• **Exercise description**: Copy out the data below word for word, starting at the line that contains "of the umbrella" and ending with the final line of the data.

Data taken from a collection
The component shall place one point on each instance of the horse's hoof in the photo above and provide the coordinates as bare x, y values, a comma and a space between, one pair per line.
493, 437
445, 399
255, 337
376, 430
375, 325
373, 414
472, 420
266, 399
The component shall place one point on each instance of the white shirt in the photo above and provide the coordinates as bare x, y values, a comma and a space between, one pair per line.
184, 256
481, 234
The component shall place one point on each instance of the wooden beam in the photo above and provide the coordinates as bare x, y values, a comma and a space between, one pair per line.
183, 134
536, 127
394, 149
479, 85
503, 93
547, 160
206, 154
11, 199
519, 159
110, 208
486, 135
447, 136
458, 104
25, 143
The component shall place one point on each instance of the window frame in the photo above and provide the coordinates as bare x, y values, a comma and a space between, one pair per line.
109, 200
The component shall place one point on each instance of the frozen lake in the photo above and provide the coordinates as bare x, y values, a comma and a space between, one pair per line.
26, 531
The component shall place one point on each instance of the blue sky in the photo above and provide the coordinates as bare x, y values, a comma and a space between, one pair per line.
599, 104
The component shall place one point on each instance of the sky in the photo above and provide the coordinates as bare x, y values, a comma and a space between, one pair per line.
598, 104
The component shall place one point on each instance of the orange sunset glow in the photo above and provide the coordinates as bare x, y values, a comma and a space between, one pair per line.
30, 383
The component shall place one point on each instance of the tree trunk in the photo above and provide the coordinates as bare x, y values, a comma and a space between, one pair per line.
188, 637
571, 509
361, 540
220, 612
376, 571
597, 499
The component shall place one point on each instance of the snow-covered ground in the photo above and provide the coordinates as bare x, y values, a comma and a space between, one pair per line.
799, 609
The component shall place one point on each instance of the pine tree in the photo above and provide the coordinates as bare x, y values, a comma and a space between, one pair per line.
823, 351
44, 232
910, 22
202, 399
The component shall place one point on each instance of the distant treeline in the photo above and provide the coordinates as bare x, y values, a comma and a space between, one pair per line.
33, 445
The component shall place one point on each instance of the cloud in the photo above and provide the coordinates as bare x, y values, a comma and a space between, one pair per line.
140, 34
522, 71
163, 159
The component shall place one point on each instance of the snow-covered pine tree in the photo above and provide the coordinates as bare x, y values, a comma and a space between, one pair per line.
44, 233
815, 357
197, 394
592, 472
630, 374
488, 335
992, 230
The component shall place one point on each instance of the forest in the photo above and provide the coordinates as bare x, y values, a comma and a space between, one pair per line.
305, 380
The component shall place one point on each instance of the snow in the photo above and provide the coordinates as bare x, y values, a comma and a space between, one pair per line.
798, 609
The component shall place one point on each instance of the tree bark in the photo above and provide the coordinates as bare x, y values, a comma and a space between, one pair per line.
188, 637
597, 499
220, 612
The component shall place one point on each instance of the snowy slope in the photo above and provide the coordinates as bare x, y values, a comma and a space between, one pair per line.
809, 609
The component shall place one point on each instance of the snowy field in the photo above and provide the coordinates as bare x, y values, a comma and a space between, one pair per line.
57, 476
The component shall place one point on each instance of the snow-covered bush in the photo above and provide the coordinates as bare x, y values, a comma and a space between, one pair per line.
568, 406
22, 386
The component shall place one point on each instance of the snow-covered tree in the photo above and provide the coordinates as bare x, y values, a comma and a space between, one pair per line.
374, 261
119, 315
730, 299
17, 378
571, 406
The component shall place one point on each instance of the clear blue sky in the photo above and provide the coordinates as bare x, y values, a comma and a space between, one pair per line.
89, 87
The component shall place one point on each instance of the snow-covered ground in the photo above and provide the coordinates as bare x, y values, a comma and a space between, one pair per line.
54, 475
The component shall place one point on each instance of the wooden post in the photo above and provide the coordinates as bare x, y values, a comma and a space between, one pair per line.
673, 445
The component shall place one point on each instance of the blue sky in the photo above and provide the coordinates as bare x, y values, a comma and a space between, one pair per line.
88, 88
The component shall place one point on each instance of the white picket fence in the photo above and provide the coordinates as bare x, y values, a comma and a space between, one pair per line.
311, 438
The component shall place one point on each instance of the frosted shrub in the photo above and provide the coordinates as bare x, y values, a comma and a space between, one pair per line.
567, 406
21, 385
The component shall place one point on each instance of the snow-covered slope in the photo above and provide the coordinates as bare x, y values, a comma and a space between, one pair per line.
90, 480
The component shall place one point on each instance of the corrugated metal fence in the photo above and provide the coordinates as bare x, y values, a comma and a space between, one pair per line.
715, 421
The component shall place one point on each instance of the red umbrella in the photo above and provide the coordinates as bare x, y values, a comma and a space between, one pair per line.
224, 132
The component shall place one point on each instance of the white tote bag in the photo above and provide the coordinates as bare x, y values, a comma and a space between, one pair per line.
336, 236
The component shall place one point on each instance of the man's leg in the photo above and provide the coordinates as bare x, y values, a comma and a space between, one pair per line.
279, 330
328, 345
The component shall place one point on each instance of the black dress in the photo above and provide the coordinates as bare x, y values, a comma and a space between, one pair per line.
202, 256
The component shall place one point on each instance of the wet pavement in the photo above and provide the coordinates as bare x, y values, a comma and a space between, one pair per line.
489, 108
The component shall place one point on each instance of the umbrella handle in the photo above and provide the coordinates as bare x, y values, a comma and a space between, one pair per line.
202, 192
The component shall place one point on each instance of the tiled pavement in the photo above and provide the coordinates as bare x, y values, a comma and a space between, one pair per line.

• **Worked answer**:
The component shall place one point on each instance of the umbrella handle in the photo above and provide the coordinates as bare x, y values, a comma and a space between, one pair per line.
202, 192
The component shall place one point on each instance of the tiled pavement in the photo above and provide the coordinates as bare x, y values, a comma and a space between, one pair per line.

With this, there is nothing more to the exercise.